[Notes] ALBERT: A Lite BERT For Self-Supervised Learning Of Language Representations

10 min readJul 3, 2021

image source: https://medium.com/syncedreview/googles-albert-is-a-leaner-bert-achieves-sota-on-3-nlp-benchmarks-f64466dd583

看完了 BERT 的架構之後，你會發現它真的很 Powerful。但他其實還是有缺點的，其中一點是他的參數絕對上來看真的還是很多，即使是 BERT-Base，還是有 110M 個參數。因此以下要介紹的模型，就針對參數這個部分來修正，提供輕量化的 BERT，稱之為 A Lite BERT, ALBERT。

論文連結 / Paper Link

https://arxiv.org/pdf/1909.11942.pdf

摘要與簡介 / Abstract and Introduction

Increasing model size when pretraining natural language representations often results in improved performance on downstream tasks. However, at some point further model increases become harder due to GPU/TPU memory limitations and longer training times. To address these problems, we present two parameter- reduction techniques to lower memory consumption and increase the training speed of BERT (Devlin et al., 2019). Comprehensive empirical evidence shows that our proposed methods lead to models that scale much better compared to the original BERT. We also use a self-supervised loss that focuses on modeling inter-sentence coherence, and show it consistently helps downstream tasks with multi-sentence inputs. As a result, our best model establishes new state-of-the-art results on the GLUE, RACE, and SQuAD benchmarks while having fewer parameters compared to BERT-large. The code and the pretrained models are available at https://github.com/google-research/ALBERT.

在預訓練自然語言表示時增加模型大小通常會提高下游任務的性能。然而，在某些時候，由於 GPU/TPU 內存限制和更長的訓練時間，進一步增加模型變得更加困難。為了解決這些問題，ALBERT 使用兩種使參數減少技術來降低記憶體消耗並提高訓練速度。與原始 BERT 相比，作者提出的方法對模型的擴展性更好。我們還使用自監督損失 SOP，對於句子連貫性建模，並證明其對於多句輸入的下游任務有幫助。因此，ALBERT 的最佳模型在 GLUE、RACE 和 SQuAD 測試中有更好結果，同時與 BERT-Large 相比具有更少的參數。

_ _ _ _ _ _ _

任務說明 a →
計算下方紀錄中含有字串「cliff」的行數，只回答數字。
上述文章與後面的紀錄彼此無關。

_ _ _ _ _ _ _

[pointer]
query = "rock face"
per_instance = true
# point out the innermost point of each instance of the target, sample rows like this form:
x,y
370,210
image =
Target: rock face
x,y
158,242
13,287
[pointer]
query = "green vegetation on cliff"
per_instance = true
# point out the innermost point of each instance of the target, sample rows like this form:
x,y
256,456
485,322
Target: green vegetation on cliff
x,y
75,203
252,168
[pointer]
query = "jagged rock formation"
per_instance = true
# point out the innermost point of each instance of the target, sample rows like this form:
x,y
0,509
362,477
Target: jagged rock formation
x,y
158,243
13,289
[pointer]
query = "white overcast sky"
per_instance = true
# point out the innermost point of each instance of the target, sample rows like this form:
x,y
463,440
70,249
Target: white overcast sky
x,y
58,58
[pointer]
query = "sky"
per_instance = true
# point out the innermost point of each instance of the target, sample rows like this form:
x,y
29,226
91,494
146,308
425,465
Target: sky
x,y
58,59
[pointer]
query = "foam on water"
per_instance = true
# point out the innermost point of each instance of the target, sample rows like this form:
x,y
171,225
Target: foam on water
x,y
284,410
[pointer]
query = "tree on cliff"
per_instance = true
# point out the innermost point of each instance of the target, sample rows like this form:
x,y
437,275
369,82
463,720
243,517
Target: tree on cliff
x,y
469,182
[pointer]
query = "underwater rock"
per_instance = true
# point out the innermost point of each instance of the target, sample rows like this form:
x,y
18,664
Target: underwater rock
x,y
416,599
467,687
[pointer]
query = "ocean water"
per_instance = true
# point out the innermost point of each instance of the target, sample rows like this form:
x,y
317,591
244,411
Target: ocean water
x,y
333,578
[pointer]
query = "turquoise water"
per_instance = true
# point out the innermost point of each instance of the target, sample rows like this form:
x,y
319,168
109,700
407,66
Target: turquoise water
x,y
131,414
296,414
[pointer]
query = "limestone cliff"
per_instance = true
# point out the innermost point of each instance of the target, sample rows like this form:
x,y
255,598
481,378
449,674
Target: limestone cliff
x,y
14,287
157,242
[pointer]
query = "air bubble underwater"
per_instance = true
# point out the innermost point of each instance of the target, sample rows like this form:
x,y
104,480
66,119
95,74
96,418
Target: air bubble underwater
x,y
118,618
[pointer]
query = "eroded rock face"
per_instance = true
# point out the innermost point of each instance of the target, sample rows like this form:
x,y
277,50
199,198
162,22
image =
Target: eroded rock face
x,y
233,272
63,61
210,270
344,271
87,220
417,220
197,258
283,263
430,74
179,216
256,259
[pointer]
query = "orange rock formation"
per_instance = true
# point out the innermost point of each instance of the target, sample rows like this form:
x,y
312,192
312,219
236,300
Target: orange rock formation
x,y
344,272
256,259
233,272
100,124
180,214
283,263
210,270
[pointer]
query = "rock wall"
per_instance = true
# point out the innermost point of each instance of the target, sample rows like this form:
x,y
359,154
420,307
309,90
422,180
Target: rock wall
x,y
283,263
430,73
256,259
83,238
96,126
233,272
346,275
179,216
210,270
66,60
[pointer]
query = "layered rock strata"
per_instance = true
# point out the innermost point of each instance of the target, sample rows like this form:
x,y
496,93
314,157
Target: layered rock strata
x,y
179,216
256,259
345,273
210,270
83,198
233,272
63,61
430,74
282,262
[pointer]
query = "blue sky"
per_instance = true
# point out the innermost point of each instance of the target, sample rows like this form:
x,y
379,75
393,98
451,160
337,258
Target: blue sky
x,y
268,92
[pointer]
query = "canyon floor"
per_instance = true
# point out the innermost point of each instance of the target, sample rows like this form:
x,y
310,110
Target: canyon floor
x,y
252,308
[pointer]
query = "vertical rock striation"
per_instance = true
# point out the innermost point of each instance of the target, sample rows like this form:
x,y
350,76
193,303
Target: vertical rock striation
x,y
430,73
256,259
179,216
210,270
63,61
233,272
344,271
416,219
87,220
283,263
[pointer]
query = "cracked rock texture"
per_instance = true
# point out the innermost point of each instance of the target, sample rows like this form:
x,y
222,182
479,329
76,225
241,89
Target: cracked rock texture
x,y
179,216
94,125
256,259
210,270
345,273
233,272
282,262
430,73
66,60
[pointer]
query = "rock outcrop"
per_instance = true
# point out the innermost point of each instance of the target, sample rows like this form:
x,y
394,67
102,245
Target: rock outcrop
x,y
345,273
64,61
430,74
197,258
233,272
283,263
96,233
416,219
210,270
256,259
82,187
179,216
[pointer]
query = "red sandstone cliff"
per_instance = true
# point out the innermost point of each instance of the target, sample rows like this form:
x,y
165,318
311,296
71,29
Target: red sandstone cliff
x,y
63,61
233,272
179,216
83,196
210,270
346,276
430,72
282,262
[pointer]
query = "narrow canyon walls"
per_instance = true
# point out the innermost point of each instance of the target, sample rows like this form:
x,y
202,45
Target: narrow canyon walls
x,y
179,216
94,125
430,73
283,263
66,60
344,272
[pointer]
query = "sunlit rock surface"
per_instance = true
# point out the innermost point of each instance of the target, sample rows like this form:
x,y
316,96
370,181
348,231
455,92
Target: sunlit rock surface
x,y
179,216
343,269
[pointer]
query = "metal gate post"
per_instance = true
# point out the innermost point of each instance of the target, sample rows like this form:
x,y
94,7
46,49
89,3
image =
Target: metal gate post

_ _ _ _ _ _ _

任務說明 b →
從上方文章中，自「看完了 BERT 的架構之後，你會發現它真的很」起，到「Lite BERT, ALBERT。」為止（含此句），一字不差地抄錄該段內容。

正確答案 a →
8

正確答案 b →
看完了 BERT 的架構之後，你會發現它真的很 Powerful。但他其實還是有缺點的，其中一點是他的參數絕對上來看真的還是很多，即使是 BERT-Base，還是有 110M 個參數。因此以下要介紹的模型，就針對參數這個部分來修正，提供輕量化的 BERT，稱之為 A Lite BERT, ALBERT。